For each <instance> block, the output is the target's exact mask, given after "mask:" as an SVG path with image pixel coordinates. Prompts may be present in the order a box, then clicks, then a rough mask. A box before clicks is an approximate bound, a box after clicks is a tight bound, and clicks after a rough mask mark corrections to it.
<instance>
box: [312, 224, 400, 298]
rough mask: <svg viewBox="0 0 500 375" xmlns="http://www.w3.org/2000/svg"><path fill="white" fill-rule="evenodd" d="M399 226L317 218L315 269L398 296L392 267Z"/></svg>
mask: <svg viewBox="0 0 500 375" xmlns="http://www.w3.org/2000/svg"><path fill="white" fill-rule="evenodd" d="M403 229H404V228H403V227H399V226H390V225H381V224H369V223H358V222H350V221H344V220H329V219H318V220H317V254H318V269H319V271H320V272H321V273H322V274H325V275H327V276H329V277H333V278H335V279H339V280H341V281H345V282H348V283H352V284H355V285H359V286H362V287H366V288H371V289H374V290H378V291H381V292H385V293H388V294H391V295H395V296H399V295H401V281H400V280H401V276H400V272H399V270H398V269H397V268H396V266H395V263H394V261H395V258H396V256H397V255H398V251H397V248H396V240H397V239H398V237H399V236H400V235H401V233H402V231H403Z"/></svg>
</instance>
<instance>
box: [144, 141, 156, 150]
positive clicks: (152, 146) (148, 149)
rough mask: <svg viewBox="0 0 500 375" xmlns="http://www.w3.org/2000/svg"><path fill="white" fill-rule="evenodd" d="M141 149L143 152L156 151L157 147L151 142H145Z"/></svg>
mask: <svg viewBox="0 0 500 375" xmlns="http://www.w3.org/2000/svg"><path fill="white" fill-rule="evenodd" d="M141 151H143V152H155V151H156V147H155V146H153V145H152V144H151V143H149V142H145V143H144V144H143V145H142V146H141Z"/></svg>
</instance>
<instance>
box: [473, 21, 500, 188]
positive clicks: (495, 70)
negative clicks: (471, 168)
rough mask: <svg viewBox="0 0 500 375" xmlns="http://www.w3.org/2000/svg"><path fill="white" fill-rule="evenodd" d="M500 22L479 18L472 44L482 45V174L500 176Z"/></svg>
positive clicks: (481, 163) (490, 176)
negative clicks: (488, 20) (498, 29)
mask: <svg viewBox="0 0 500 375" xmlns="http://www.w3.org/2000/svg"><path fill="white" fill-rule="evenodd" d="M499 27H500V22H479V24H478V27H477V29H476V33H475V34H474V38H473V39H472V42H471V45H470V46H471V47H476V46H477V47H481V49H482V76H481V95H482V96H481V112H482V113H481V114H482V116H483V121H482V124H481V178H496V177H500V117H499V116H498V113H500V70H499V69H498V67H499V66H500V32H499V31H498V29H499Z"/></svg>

About this exercise. Rewrite all the rows above, changing each "rough mask" to "coarse mask" and leaving everything else as it is.

Response for this exercise.
For each <instance> block, the output is the target's exact mask, given after "mask:" as an SVG path with image pixel coordinates. Prompts may be present in the order a box, then clicks, then a coarse mask. A box before clicks is an approximate bound, a box after clicks is a tight bound, and clicks after a coarse mask mark corrections to it.
<instance>
box: [312, 224, 400, 298]
coarse mask: <svg viewBox="0 0 500 375" xmlns="http://www.w3.org/2000/svg"><path fill="white" fill-rule="evenodd" d="M399 226L317 218L315 269L398 296L392 267Z"/></svg>
mask: <svg viewBox="0 0 500 375" xmlns="http://www.w3.org/2000/svg"><path fill="white" fill-rule="evenodd" d="M403 229H404V228H403V227H399V226H390V225H381V224H369V223H358V222H350V221H344V220H329V219H318V220H317V254H318V269H319V271H320V272H321V273H322V274H325V275H327V276H329V277H333V278H335V279H339V280H341V281H345V282H348V283H352V284H355V285H359V286H362V287H366V288H371V289H374V290H378V291H381V292H385V293H388V294H391V295H395V296H399V295H401V281H400V280H401V276H400V272H399V270H398V269H397V268H396V266H395V263H394V261H395V258H396V256H397V255H398V251H397V248H396V240H397V239H398V237H399V236H400V235H401V233H402V231H403Z"/></svg>
</instance>
<instance>
box: [144, 141, 156, 150]
positive clicks: (152, 146) (148, 149)
coarse mask: <svg viewBox="0 0 500 375" xmlns="http://www.w3.org/2000/svg"><path fill="white" fill-rule="evenodd" d="M141 149L143 152L156 151L157 147L151 142H145Z"/></svg>
mask: <svg viewBox="0 0 500 375" xmlns="http://www.w3.org/2000/svg"><path fill="white" fill-rule="evenodd" d="M141 151H143V152H155V151H156V147H155V146H153V145H152V144H151V143H149V142H145V143H144V144H143V145H142V146H141Z"/></svg>
</instance>
<instance>
box: [473, 21, 500, 188]
positive clicks: (495, 70)
negative clicks: (471, 168)
coarse mask: <svg viewBox="0 0 500 375" xmlns="http://www.w3.org/2000/svg"><path fill="white" fill-rule="evenodd" d="M500 22L479 18L472 44L482 45V174L500 176Z"/></svg>
positive clicks: (481, 163) (490, 176)
negative clicks: (488, 20) (498, 29)
mask: <svg viewBox="0 0 500 375" xmlns="http://www.w3.org/2000/svg"><path fill="white" fill-rule="evenodd" d="M499 27H500V22H479V24H478V27H477V29H476V33H475V34H474V38H473V39H472V42H471V45H470V46H471V47H476V46H477V47H481V49H482V76H481V95H482V96H481V112H482V113H481V114H482V116H483V121H482V124H481V178H496V177H500V117H499V116H498V113H500V70H499V69H498V67H499V66H500V32H499V31H498V29H499Z"/></svg>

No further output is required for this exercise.